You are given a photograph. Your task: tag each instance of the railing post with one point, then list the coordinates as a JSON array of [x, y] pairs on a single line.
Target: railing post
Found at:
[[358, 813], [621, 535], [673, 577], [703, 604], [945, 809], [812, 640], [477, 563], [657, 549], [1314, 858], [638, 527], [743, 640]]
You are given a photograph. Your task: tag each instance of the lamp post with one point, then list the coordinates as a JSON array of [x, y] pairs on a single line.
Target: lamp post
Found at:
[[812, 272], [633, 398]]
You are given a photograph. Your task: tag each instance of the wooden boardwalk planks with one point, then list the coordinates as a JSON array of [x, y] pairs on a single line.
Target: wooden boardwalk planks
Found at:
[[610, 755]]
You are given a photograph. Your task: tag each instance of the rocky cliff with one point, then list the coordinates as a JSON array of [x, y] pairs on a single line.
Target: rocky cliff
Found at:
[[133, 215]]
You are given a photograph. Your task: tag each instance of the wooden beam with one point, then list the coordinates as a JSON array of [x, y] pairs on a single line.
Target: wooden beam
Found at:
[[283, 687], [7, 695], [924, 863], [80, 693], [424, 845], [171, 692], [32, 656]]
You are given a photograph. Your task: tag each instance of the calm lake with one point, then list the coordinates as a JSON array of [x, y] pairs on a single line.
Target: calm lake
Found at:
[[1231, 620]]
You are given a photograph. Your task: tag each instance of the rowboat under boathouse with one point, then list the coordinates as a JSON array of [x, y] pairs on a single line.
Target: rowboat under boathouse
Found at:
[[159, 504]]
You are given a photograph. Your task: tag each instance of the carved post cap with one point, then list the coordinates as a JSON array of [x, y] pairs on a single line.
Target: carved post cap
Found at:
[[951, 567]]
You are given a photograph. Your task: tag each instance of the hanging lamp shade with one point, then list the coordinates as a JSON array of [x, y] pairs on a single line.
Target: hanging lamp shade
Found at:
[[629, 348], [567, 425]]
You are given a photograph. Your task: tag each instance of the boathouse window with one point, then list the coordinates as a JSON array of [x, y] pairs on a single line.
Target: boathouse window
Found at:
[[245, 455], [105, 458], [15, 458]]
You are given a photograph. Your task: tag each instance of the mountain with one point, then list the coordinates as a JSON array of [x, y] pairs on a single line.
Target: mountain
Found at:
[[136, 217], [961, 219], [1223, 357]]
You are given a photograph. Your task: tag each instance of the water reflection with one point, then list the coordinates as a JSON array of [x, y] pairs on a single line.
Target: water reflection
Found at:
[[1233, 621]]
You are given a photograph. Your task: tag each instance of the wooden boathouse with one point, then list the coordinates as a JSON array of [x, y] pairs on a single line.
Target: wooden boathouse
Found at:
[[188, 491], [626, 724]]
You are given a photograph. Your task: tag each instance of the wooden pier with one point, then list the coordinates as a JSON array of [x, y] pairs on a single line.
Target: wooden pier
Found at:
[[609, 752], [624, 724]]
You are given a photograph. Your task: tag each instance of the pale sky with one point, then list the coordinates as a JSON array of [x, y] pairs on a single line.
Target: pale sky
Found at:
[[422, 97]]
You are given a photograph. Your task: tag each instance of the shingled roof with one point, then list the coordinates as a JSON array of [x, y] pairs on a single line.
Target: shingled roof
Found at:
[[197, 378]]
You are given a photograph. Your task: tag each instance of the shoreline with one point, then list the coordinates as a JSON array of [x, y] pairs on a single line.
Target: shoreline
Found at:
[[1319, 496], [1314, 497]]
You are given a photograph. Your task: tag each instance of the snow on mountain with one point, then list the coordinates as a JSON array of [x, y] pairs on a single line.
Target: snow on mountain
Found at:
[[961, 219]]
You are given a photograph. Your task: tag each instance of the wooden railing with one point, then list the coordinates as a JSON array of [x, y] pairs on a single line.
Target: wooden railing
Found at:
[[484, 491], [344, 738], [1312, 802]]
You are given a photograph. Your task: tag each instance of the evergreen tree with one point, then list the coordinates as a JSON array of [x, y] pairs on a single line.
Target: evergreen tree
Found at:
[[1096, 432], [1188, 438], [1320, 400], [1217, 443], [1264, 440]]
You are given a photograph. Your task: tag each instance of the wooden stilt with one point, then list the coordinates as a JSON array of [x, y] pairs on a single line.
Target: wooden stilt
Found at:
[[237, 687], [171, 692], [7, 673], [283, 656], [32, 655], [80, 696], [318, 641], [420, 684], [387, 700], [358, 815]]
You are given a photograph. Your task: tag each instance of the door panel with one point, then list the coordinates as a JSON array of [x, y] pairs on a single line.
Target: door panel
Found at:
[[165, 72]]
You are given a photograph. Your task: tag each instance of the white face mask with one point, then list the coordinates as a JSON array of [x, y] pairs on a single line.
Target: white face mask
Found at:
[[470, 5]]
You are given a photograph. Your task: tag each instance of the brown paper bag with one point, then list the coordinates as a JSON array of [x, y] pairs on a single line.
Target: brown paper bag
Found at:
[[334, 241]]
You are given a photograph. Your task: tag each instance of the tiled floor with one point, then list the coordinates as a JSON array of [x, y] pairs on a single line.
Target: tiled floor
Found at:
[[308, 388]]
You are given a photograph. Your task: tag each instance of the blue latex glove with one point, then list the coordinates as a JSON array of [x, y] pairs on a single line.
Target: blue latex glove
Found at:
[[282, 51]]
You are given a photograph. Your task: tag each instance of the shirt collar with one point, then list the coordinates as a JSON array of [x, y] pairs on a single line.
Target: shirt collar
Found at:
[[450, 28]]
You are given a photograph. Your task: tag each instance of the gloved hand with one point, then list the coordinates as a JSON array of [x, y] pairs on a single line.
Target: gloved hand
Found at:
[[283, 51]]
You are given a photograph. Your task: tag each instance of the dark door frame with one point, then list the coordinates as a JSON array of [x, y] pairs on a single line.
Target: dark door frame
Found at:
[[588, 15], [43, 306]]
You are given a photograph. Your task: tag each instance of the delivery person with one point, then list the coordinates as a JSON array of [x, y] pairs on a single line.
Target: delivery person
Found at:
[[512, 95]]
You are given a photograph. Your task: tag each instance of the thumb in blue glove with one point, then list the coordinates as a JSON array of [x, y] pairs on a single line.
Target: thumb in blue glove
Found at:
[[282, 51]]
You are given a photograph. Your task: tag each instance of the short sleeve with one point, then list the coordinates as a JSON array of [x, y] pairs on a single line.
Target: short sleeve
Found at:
-------------------------
* [ASSIGNMENT]: Wherever the word "tiled" appears in the records above, copy that line.

* [WRITTEN REPLY]:
You are given a photograph. Your task: tag each instance of the tiled floor with one point, then list the coordinates as a JSON array of [x, y] pairs on a single line.
Target: tiled floor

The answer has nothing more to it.